Contour labeling entries
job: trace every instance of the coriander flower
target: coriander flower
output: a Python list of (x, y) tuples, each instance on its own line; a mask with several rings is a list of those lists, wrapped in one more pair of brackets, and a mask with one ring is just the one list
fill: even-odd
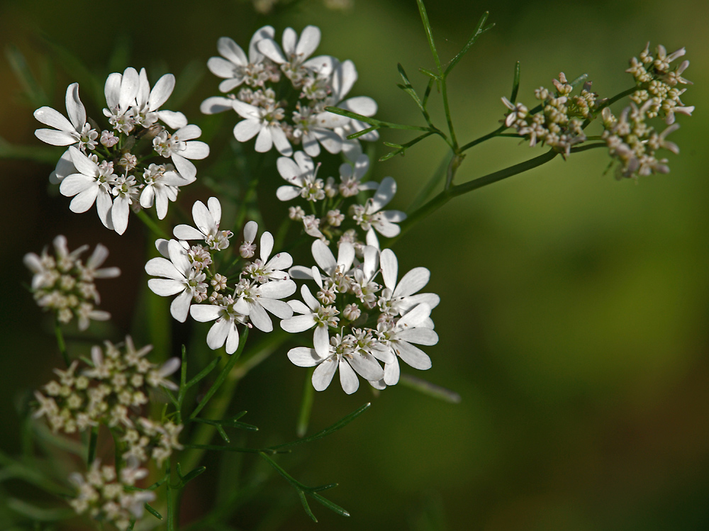
[(398, 382), (398, 358), (414, 369), (425, 371), (431, 368), (431, 359), (418, 347), (438, 342), (438, 335), (429, 326), (431, 308), (419, 304), (396, 322), (382, 322), (377, 326), (379, 340), (396, 354), (391, 363), (384, 364), (384, 383), (392, 386)]
[(376, 230), (382, 236), (393, 237), (401, 229), (396, 223), (406, 219), (406, 214), (401, 211), (384, 211), (396, 193), (396, 181), (391, 177), (384, 177), (376, 189), (374, 196), (367, 199), (364, 206), (353, 205), (352, 218), (354, 221), (368, 232)]
[[(320, 279), (320, 272), (313, 266), (313, 276), (316, 281)], [(333, 306), (325, 306), (320, 303), (317, 298), (313, 296), (307, 286), (301, 286), (301, 295), (306, 303), (300, 301), (289, 301), (288, 303), (293, 311), (301, 315), (294, 315), (290, 319), (281, 321), (281, 328), (286, 332), (297, 333), (304, 332), (315, 328), (313, 335), (313, 343), (315, 350), (320, 357), (329, 355), (330, 334), (328, 329), (335, 328), (340, 320), (337, 315), (340, 312)], [(306, 306), (307, 305), (307, 306)]]
[(206, 296), (208, 285), (205, 281), (206, 275), (193, 267), (187, 257), (187, 251), (176, 240), (168, 242), (167, 252), (169, 260), (152, 258), (145, 264), (145, 272), (149, 275), (164, 277), (150, 279), (147, 286), (153, 293), (162, 297), (177, 295), (170, 304), (170, 313), (180, 323), (184, 323), (192, 298), (201, 301), (203, 295)]
[(381, 251), (379, 254), (379, 262), (386, 287), (379, 294), (377, 303), (384, 313), (402, 315), (421, 303), (428, 305), (431, 309), (438, 306), (440, 298), (435, 294), (414, 294), (428, 284), (431, 274), (425, 267), (413, 268), (397, 284), (398, 264), (393, 252), (391, 249)]
[(323, 189), (325, 183), (316, 177), (320, 164), (316, 167), (313, 159), (302, 151), (296, 151), (293, 159), (281, 157), (276, 165), (281, 177), (291, 183), (291, 186), (279, 186), (276, 191), (276, 196), (279, 199), (290, 201), (298, 196), (309, 201), (325, 199), (325, 191)]
[(152, 139), (152, 145), (158, 155), (172, 159), (180, 175), (194, 181), (197, 169), (188, 159), (199, 160), (209, 155), (209, 146), (194, 140), (201, 134), (201, 129), (190, 124), (181, 127), (172, 134), (163, 130)]
[(69, 203), (72, 212), (86, 212), (96, 203), (99, 218), (107, 228), (113, 224), (108, 214), (113, 205), (111, 184), (116, 178), (113, 163), (104, 161), (100, 164), (82, 153), (74, 146), (69, 147), (72, 163), (77, 173), (67, 175), (60, 185), (59, 191), (67, 197), (74, 196)]
[(352, 394), (359, 387), (357, 374), (369, 381), (376, 381), (384, 377), (381, 367), (371, 352), (368, 352), (371, 347), (361, 347), (359, 340), (362, 336), (365, 337), (365, 343), (372, 342), (371, 332), (360, 332), (360, 337), (352, 335), (343, 337), (336, 334), (330, 339), (329, 349), (325, 355), (320, 354), (314, 349), (296, 347), (288, 352), (288, 359), (298, 367), (317, 365), (312, 377), (313, 387), (316, 391), (328, 389), (339, 369), (342, 390), (348, 395)]
[(230, 230), (220, 230), (221, 203), (216, 197), (210, 197), (208, 206), (201, 201), (192, 205), (192, 218), (197, 228), (189, 225), (178, 225), (172, 230), (180, 240), (204, 240), (210, 249), (222, 250), (229, 247), (229, 238), (234, 235)]
[(84, 152), (92, 151), (96, 146), (99, 133), (86, 123), (86, 112), (79, 99), (79, 84), (72, 83), (67, 88), (67, 114), (69, 120), (51, 107), (41, 107), (35, 111), (35, 118), (54, 129), (37, 129), (35, 136), (52, 145), (79, 145)]
[(263, 54), (258, 50), (258, 43), (264, 39), (272, 38), (274, 33), (274, 28), (269, 26), (257, 30), (251, 38), (248, 57), (241, 47), (228, 37), (222, 37), (217, 41), (217, 50), (221, 57), (210, 57), (207, 68), (224, 79), (219, 84), (221, 92), (229, 92), (244, 83), (251, 86), (263, 86), (270, 73), (264, 65)]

§ **WRITTEN TASK**: Copy the data above line for line, without changing a single character, and omit the pictures.

§ **EXPECTED ANSWER**:
job: trace every instance of the coriander flower
target: coriander flower
output: a Python list of (x, y) tuples, each instance on its own line; a mask with several rings is a list of those lists, wrapped in one more pair of brackets, and a mask with one ring is just the one list
fill: even-odd
[(398, 382), (398, 358), (414, 369), (425, 371), (431, 368), (431, 359), (418, 347), (438, 342), (438, 335), (429, 326), (431, 308), (419, 304), (396, 322), (382, 322), (377, 326), (379, 340), (396, 354), (391, 363), (384, 364), (384, 383), (392, 386)]
[(376, 230), (382, 236), (393, 237), (401, 229), (396, 223), (406, 219), (406, 214), (401, 211), (384, 211), (396, 193), (396, 181), (391, 177), (384, 177), (376, 189), (374, 196), (367, 199), (364, 206), (353, 205), (352, 218), (354, 221), (368, 232)]
[[(320, 279), (320, 272), (313, 266), (313, 276), (316, 281)], [(333, 306), (325, 306), (320, 303), (317, 298), (313, 296), (307, 286), (301, 286), (301, 295), (306, 303), (300, 301), (289, 301), (288, 303), (293, 311), (301, 315), (294, 315), (290, 319), (281, 321), (281, 328), (286, 332), (297, 333), (304, 332), (315, 328), (313, 335), (313, 343), (315, 350), (320, 357), (329, 355), (330, 334), (328, 329), (335, 328), (340, 320), (337, 315), (340, 312)], [(306, 306), (307, 305), (307, 306)]]
[(206, 296), (208, 285), (205, 281), (206, 275), (193, 267), (187, 257), (187, 251), (176, 240), (168, 242), (167, 252), (169, 260), (152, 258), (145, 264), (145, 272), (149, 275), (164, 277), (150, 279), (147, 286), (153, 293), (162, 297), (177, 295), (170, 304), (170, 313), (180, 323), (184, 323), (192, 298), (201, 301), (203, 295)]
[(381, 251), (379, 254), (379, 262), (386, 287), (379, 294), (377, 303), (384, 313), (402, 315), (421, 303), (428, 305), (431, 309), (438, 306), (440, 298), (435, 294), (414, 294), (428, 284), (431, 274), (425, 267), (413, 268), (397, 284), (398, 264), (393, 252), (391, 249)]
[(323, 189), (325, 183), (316, 177), (320, 164), (316, 167), (313, 159), (302, 151), (296, 151), (293, 159), (281, 157), (276, 165), (281, 177), (291, 183), (291, 186), (279, 186), (276, 191), (276, 196), (279, 199), (290, 201), (298, 196), (309, 201), (325, 199), (325, 191)]
[(152, 139), (152, 145), (158, 155), (172, 159), (180, 175), (194, 181), (197, 169), (188, 159), (199, 160), (209, 155), (209, 146), (194, 140), (201, 134), (201, 129), (190, 124), (181, 127), (172, 134), (163, 130)]
[(69, 203), (72, 212), (86, 212), (96, 203), (99, 218), (107, 228), (113, 224), (108, 214), (113, 205), (111, 184), (116, 178), (113, 163), (104, 161), (100, 164), (82, 153), (74, 146), (69, 147), (72, 163), (77, 173), (67, 175), (60, 185), (59, 191), (67, 197), (74, 196)]
[(352, 394), (359, 387), (357, 374), (369, 381), (376, 381), (384, 377), (381, 367), (371, 352), (368, 352), (371, 347), (361, 347), (359, 340), (362, 336), (365, 337), (365, 343), (372, 342), (371, 332), (360, 332), (360, 337), (352, 335), (343, 337), (336, 334), (330, 339), (329, 349), (325, 355), (320, 354), (314, 349), (296, 347), (288, 352), (288, 359), (298, 367), (317, 365), (312, 377), (313, 387), (316, 391), (328, 389), (339, 369), (342, 390), (348, 395)]
[(230, 230), (220, 230), (221, 203), (216, 197), (210, 197), (208, 206), (201, 201), (192, 205), (192, 218), (197, 228), (189, 225), (178, 225), (172, 230), (180, 240), (204, 240), (210, 249), (222, 250), (229, 247), (229, 238), (234, 235)]
[(84, 152), (92, 151), (96, 146), (99, 133), (86, 123), (86, 112), (79, 99), (79, 84), (72, 83), (67, 88), (67, 114), (69, 120), (51, 107), (41, 107), (35, 111), (35, 118), (54, 129), (37, 129), (35, 136), (52, 145), (79, 145)]
[(263, 54), (258, 50), (258, 43), (264, 39), (272, 38), (274, 33), (274, 28), (269, 26), (257, 30), (251, 38), (248, 57), (241, 47), (228, 37), (222, 37), (217, 41), (217, 50), (221, 57), (210, 57), (207, 68), (224, 79), (219, 84), (221, 92), (229, 92), (244, 83), (251, 86), (263, 86), (270, 73), (264, 65)]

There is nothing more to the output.